### TEXT SEGMENT
________
Prosecutors did not note the presence or the use of a police dog. A use of force report written by Wallin, and reviewed by The Herald, stated a police dog was used to bite Barracliffe in the lower leg because he was refusing to comply.
The Daily Herald has made a public records request with the sheriff’s office for reports related to the incident. Under state law, government agencies have five days to respond to a public records request, though often it takes longer to fulfill one.
Baracliffe’s complaint told a different story than the one given by prosecutors.
According to the lawsuit, the sheriff’s deputies responded to the duplex when Barracliffe’s mother called 911 “specifically for the purpose of having a mental health check” following what was described as an earlier disagreement between Barracliffe and his sister. Attorneys representing Barracliffe wrote that he sat quietly on a couch in the living room when deputies arrived. They did not knock or announce themselves, according to the complaint. The boyfriend of one of Barracliffe’s sisters reportedly cracked open the door when the deputies suddenly “barged through the door and rushed inside,” Barracliffe’s attorneys wrote.
The civil attorneys wrote Barracliffe put his hands up in the air and said, “I’m cooperating.” The deputies allegedly pulled him off the couch and onto the floor, then dragged him into the kitchen.
There, he allegedly was beaten by seven deputies and shocked at least six times by three deputies, “all while screaming in pain and holding his arms in front of his face attempting to protect his head as he was lying helpless on the floor,” according to a statement by the attorneys. The lawsuit claims Boice discharged his Taser three times and that Fortney deployed his twice.
According to the lawsuit, once he was handcuffed, deputies took him outside, where Deputy Wallin allegedly instructed his canine to attack Barracliffe. Attorneys claim the dog held its bite on Barracliffe’s ankle for 30 seconds, requiring immediate aid.
Deputies then allegedly put a hood over Barracliffe’s head and took him in a patrol car to Providence Regional Medical Center Everett, his attorneys wrote. He reportedly was transferred to Harborview Medical Center due to his injuries. He “suffered severe physical injuries to his head, face, eyes, back, legs, foot, and ankle,” according to the complaint.
________
### DATASET EXCERPT
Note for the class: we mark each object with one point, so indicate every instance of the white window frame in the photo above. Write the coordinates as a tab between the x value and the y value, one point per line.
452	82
________
### QUESTIONS
1. From the article on Barracliffe's lawsuit, list every body part the complaint says suffered severe physical injuries.
2. Proceed with the article on Barracliffe's lawsuit, picking up after its final sentence.

### EXPECTED RESPONSES
1. head, face, eyes, back, legs, foot, ankle

2.
Attorneys shared photos of the scene with The Herald, showing blood smears on the kitchen floor and what appear to be bloody fingerprints on a refrigerator.
The lawsuit notes previous use of force incidents that Wallin has been part of, including the shooting and killing of 24-year-old Nickolas Peters. The sheriff’s office launched an internal investigation into that case, resulting in Wallin’s firing — a decision Fortney later reversed. In January, the county paid out $1 million to settle a federal civil rights lawsuit brought by Peters’ family.
Wallin and deputy Smith are also the subjects of another lawsuit, filed in January, alleging they inappropriately used a police dog to subdue a man when no crime had been identified at the scene. That case has not yet reached a conclusion.
Boice was one of the deputies fired by former Sheriff Ty Trenary for allegedly violating policy during a warrantless search of a car in 2017. Fortney rehired him, too.
In Barracliffe’s lawsuit, attorneys wrote that Snohomish County was “deliberately indifferent to the fact that its inadequate, incomplete, and reckless policies, procedures, and customs would be the animating force behind its officers using unnecessary and unreasonable force.”
The lawsuit demands payment for damages, including for physical, mental and emotional injury, and for injunctive relief to reform the policies, practices and customs of the sheriff’s office that led to the harm of Barracliffe.